## Selected text:
Pentagon Gets More Than It Asked Senate Approves Military Spending Bill With $11 Billion More Than Requested

Art Pine Los Angeles Times

The Senate passed a massive defense authorization bill Wednesday that would give the Pentagon $11.1 billion more than it requested, setting up an election-year confrontation with President Clinton, who has threatened to veto the legislation.

Defying the administration, senators voted 68-31 to approve a defense authorization bill that paves the way for $265.5 billion in military spending in fiscal 1997, blunting Clinton’s plans for a final whack at the Pentagon budget that would have trimmed it by $8.9 billion.

In line with Republican priorities, most of the extra money would go for modernizing weapons and equipment - about half of it through speeding up projects that the individual armed services had planned for later years and the rest by adding new programs.

The action is part of a broader GOP effort to embarrass the president by seeking to portray him as “soft” on defense, while at the same time cutting spending sharply in measures affecting foreign aid, transportation, energy and agriculture.

The bill now goes to a joint House-Senate conference committee, where senators will battle over a series of provisions added to the House bill but not the Senate’s. Those provisions include a ban on abortions in military hospitals and discharging service members who have the AIDS virus.

Senators continued working into the night Wednesday on a separate bill that actually would appropriate the money that the defense measure authorized for fiscal 1997, which begins Oct. 1. The Senate is expected to approve that measure sometime today.

Clinton vetoed a similar defense authorization measure last December that covered fiscal 1996 - which ends Sept. 30. That veto gave Republicans the opportunity they wanted to criticize him for “shortchanging” the defense budget. Lawmakers later passed a bill that Clinton signed.

The $11.1 billion increase voted by the Senate is massive by almost any standard. The House approved a similar bill providing for about $13 billion more than Clinton is seeking, but that will have to be trimmed back to meet new congressional budget ceilings.

The extra funding will buy the F/A18C/D jet fighters, an array of helicopters, a new oceanographic ship, WC-1303 weather aircraft, new maritime pre-positioning ships and multiple-launch rocket system launchers.

Clinton has argued that many of the items added by the Republicans are not needed, including an additional $300 million for developing a national missile defense system, $75 million for anti-satellite technology and $70 million for development of a space-based laser.

However, members of the Joint Chiefs of Staff publicly have expressed apprehension that unless the armed services get more money for modernization, they may not be able to maintain adequate preparedness.

## Work task 1:
List every item that the article on the Senate defense bill says the extra funding will buy.
## Work task 2:
Reproduce word for word everything in the article on the Senate defense bill from "The $11.1 billion" down to "congressional budget ceilings.".

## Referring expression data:

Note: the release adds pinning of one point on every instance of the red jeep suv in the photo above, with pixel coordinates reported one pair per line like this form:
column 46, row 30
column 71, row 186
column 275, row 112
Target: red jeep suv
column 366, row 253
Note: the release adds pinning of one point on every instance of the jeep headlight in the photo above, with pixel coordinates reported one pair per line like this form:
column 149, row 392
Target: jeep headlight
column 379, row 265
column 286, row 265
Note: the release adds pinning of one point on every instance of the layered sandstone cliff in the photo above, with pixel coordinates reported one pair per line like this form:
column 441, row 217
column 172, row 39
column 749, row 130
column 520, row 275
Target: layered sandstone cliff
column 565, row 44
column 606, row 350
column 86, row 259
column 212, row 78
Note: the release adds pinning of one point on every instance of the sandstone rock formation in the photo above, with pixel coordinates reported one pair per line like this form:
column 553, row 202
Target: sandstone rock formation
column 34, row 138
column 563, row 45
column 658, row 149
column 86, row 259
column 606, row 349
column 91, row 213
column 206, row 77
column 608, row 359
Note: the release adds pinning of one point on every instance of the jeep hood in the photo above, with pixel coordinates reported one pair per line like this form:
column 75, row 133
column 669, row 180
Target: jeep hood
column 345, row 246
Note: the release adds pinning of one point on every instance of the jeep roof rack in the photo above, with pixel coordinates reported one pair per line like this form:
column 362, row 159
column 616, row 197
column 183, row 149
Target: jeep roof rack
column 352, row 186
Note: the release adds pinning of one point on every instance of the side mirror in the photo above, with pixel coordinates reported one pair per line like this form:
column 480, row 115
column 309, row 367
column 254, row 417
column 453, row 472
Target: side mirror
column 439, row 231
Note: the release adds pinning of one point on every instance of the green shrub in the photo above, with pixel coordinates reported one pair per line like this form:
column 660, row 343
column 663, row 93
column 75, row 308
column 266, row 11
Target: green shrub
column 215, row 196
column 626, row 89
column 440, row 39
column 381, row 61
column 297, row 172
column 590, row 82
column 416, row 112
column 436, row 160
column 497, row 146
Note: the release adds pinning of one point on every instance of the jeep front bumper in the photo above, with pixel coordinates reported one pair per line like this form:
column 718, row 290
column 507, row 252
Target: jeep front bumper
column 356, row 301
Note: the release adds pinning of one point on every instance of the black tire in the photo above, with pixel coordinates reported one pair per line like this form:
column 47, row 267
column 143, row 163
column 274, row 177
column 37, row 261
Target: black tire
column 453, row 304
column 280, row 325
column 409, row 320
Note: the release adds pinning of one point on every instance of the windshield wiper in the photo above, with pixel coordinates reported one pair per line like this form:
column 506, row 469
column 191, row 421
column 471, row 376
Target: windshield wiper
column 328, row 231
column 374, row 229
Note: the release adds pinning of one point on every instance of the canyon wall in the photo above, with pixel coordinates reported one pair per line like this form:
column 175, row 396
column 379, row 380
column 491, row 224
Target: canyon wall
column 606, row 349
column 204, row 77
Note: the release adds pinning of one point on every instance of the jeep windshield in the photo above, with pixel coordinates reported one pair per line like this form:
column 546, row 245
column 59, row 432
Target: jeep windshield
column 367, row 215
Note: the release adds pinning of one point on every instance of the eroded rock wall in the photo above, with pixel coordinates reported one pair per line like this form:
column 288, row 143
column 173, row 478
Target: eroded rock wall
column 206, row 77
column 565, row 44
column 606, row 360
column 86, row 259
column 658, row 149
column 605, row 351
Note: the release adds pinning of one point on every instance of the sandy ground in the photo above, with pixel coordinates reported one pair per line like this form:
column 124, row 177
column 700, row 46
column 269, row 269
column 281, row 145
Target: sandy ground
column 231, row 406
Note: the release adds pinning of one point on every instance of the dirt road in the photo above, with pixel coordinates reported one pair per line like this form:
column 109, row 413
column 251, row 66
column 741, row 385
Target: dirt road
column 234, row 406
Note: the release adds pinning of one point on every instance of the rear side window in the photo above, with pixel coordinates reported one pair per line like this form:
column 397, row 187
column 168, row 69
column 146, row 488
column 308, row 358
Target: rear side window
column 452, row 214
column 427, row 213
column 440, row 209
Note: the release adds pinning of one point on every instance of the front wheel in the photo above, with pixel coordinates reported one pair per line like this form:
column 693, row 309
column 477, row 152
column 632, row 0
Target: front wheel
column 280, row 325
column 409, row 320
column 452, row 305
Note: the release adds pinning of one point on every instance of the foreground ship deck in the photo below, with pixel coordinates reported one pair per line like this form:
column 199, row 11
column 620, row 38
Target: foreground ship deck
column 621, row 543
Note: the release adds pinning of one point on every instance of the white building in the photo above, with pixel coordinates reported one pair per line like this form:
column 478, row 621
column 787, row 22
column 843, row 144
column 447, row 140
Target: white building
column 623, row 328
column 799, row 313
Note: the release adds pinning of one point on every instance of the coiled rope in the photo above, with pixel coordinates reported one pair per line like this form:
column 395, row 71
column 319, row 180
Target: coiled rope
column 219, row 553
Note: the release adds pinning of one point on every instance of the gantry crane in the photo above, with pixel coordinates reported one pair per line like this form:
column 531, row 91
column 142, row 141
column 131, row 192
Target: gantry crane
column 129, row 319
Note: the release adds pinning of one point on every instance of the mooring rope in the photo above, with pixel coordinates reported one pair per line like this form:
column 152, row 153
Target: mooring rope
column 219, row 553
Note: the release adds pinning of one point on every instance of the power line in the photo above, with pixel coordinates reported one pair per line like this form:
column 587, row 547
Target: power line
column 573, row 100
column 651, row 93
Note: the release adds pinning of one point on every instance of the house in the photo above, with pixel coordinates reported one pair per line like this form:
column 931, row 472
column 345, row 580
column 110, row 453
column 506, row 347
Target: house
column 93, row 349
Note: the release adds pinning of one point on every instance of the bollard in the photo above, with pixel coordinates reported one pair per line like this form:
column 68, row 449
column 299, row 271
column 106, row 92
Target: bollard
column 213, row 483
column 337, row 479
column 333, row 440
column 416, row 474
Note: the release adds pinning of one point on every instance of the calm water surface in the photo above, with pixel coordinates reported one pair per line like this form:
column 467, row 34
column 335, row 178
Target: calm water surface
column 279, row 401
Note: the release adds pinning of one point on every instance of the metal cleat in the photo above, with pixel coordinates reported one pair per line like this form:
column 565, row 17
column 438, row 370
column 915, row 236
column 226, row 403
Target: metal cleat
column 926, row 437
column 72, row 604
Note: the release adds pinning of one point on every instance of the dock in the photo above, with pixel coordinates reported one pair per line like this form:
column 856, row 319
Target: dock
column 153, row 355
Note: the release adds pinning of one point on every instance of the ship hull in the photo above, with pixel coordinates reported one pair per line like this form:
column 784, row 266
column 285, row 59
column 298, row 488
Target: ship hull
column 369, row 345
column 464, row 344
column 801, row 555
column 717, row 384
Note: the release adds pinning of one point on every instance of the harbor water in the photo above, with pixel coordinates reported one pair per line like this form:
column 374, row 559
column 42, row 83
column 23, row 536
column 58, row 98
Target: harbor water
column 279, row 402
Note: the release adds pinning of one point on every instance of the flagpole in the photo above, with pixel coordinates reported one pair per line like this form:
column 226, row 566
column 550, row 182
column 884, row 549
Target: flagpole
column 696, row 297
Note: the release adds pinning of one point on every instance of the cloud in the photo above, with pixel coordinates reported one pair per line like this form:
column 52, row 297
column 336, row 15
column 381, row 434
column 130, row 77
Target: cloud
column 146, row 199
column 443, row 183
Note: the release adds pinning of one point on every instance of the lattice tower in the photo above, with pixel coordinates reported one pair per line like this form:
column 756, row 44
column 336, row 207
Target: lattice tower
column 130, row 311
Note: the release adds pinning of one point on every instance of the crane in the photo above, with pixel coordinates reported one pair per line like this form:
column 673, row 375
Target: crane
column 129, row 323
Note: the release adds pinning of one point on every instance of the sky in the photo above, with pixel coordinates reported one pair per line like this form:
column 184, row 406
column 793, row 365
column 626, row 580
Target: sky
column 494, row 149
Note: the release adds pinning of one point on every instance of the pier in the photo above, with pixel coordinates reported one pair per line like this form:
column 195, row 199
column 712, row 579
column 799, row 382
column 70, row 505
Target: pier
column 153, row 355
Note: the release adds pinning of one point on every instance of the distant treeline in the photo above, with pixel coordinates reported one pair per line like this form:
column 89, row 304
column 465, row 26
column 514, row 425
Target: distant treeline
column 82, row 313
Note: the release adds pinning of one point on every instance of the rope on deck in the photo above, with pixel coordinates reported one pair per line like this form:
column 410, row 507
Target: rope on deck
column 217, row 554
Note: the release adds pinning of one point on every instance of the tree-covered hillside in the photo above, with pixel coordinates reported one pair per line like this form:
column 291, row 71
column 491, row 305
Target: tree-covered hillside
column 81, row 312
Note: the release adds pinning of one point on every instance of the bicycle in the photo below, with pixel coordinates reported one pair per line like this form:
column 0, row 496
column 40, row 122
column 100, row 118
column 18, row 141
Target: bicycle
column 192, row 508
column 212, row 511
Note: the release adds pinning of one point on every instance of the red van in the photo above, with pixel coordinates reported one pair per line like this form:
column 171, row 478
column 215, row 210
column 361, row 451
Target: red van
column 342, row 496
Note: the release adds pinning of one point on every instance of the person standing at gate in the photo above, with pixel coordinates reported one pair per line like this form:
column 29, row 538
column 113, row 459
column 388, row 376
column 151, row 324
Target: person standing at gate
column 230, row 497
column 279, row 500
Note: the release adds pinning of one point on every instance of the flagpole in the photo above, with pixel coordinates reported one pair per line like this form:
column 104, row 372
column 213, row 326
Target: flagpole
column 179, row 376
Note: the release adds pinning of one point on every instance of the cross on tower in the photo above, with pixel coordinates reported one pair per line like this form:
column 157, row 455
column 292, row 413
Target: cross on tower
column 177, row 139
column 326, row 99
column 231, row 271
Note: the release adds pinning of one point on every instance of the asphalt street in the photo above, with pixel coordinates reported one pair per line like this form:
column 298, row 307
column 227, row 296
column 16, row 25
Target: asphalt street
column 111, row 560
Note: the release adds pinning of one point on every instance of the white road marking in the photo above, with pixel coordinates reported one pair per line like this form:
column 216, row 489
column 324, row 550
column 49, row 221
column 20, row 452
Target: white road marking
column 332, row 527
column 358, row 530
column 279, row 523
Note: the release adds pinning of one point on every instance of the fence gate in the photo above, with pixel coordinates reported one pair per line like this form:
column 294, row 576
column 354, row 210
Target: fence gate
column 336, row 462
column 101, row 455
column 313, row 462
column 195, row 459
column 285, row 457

## Exercise response 1:
- F/A18C/D jet fighters
- an array of helicopters
- a new oceanographic ship
- WC-1303 weather aircraft
- new maritime pre-positioning ships
- multiple-launch rocket system launchers

## Exercise response 2:
The $11.1 billion increase voted by the Senate is massive by almost any standard. The House approved a similar bill providing for about $13 billion more than Clinton is seeking, but that will have to be trimmed back to meet new congressional budget ceilings.